▸ TASK DETAILS:
Copy exactly, and only, the lines from the one containing "Note: for every instance of the female" through the last line of the records below.
═════ DATA FOR ANALYSIS
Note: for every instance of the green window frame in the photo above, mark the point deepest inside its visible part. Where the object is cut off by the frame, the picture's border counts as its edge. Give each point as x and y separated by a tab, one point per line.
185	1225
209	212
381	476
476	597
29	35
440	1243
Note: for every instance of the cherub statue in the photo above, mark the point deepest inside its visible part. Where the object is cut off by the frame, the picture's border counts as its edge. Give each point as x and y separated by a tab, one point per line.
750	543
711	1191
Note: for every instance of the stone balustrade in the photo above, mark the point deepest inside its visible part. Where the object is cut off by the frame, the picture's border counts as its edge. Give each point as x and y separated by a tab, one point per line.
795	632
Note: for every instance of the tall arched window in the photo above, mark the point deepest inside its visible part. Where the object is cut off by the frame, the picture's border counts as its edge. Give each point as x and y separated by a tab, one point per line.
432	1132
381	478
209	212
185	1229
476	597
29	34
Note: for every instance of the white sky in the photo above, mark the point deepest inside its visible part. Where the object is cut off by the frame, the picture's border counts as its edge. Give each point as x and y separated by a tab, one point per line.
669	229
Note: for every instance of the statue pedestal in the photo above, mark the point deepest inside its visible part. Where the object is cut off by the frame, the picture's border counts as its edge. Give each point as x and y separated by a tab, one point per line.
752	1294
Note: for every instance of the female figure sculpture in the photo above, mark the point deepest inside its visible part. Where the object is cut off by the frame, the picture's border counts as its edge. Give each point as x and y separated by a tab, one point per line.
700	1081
══════════
▸ PROBLEM SOLUTION:
Note: for every instance of the female figure sculpture in the photo above, mark the point deepest inside its visible part. Where the object is cut off by the frame, the picture's border counts as its edge. Give each point as x and y separated by a tab, one point per line.
700	1081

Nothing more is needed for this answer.